Testo di partenza:
NAVE DICIOTTI, IL TRIBUNALE SU SALVINI: “OBBLIGO DI SALVARE LA VITA”

0
604

Abusò del suo potere sequestrando 177 persone e violò le convenzioni sul soccorso in mare. È per questo che il Tribunale dei ministri di Catania ha chiesto l’autorizzazione a procedere al Senato per il vicepremier. Matteo Salvini è accusato del reato di sequestro di persona aggravato “per avere, nella sua qualità di Ministro dell’Interno, abusando dei suoi poteri, privato della libertà personale 177 migranti di varie nazionalità giunti al porto di Catania a bordo dell’unità navale di soccorso “U. Diciotti” della Guardia Costiera italiana alle ore 23:49 del 20 agosto 2018″. Il vicepremier sapeva inoltre che a bordo c’erano minori non accompagnati.

“Illegittima privazione della libertà dei migranti”

“In particolare, il Senatore Matteo Salvini, nella sua qualità di Ministro  – si legge nel documento – violando le Convenzioni internazionali in materia di soccorso in mare e le correlate norme di attuazione nazionali (Convenzione SAR, Risoluzione MSC167-78, Direttiva SOP009/15), non consentendo senza giustificato motivo al competente Dipartimento per le Libertà Civili per l’Immigrazione – costituente articolazione del ministero dell’Interno – di esitare tempestivamente la richiesta di POS(place of safety) presentata formalmente da IMRCC (Italian Maritime Rescue Coordination Center) alle ore 22:30 del 17 agosto 2018, bloccava la procedura di sbarco dei migranti, così determinando consapevolmente l’illegittima privazione della libertà personale di questi ultimi, costretti a rimanere in condizioni psico-fisiche critiche a bordo della nave “U.Diciotti” ormeggiata nel porto di Catania dalle ore 23:49 del 20 agosto e fino alla tarda serata del 25 agosto, momento in cui veniva autorizzato lo sbarco. Fatto aggravato dall’essere stato commesso da un pubblico ufficiale e con abuso dei poteri inerenti alle funzioni esercitate, nonché per essere stato commesso anche in danno di soggetti minori di età”. “L’obbligo di salvare la vita in mare costituisce un preciso dovere degli Stati e prevale su tutte le norme e gli accordi bilaterali finalizzati al contrasto dell’immigrazione irregolare. Le Convenzioni internazionali cui l’Italia ha aderito – sottolineano i giudici – costituiscono un limite alla potestà legislativa dello Stato e, in base agli art.10, 11 e 117 della Costituzione,

Capo immigrazione: “Fu bloccata catena di comando”

Esercizio scritto 1: Raccogli tutte le righe dei dati in cui compare la parola "green".

Dati grezzi:
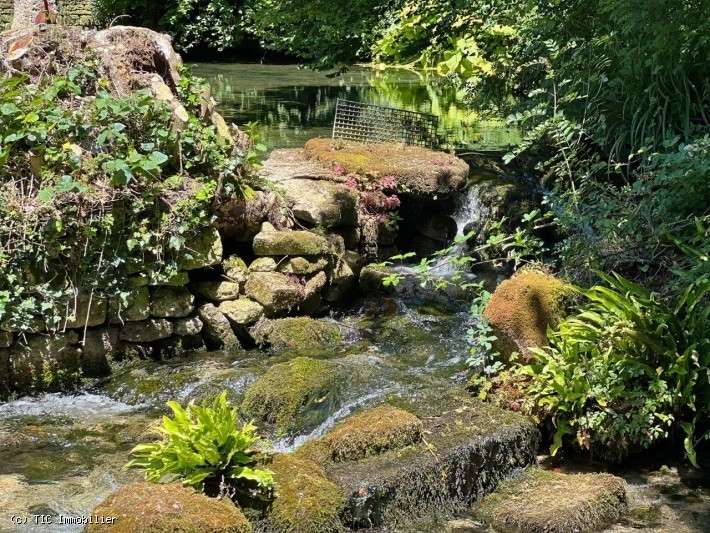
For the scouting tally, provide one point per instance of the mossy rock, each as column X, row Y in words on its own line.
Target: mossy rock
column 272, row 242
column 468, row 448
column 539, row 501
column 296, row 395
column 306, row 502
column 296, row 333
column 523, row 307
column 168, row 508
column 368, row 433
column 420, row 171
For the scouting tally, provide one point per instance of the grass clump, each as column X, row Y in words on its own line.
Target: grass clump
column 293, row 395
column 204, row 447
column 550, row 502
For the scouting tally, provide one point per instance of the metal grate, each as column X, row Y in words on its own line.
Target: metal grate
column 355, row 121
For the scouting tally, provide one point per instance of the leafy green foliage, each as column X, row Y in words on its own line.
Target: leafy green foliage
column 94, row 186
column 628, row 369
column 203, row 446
--
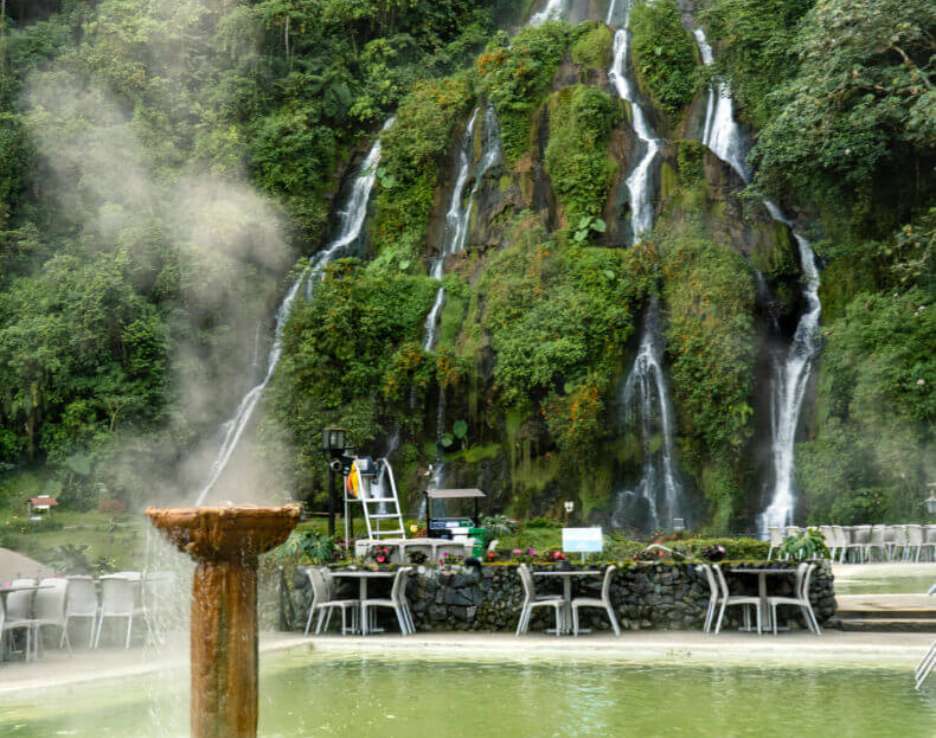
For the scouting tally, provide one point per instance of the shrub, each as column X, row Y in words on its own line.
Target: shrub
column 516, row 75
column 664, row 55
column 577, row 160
==
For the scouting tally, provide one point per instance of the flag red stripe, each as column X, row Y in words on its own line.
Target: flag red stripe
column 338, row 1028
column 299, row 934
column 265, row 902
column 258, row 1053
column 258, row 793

Esercizio scritto 2:
Rispondi a queste domande sull'articolo sulla nave Diciotti.
(a) Di quante persone si parla nell'accusa di sequestro?
(b) A che ora e in che giorno IMRCC presentò formalmente la richiesta di POS?
(c) Fino a quando i migranti rimasero a bordo della nave nel porto di Catania?

Risposta 1:
For the scouting tally, provide one point per instance of the leafy green foliage, each as column X, row Y in words on its own line.
Target: leafy green foliage

Risposta 2:
(a) 177 persone.
(b) Alle ore 22:30 del 17 agosto 2018.
(c) Fino alla tarda serata del 25 agosto, quando fu autorizzato lo sbarco.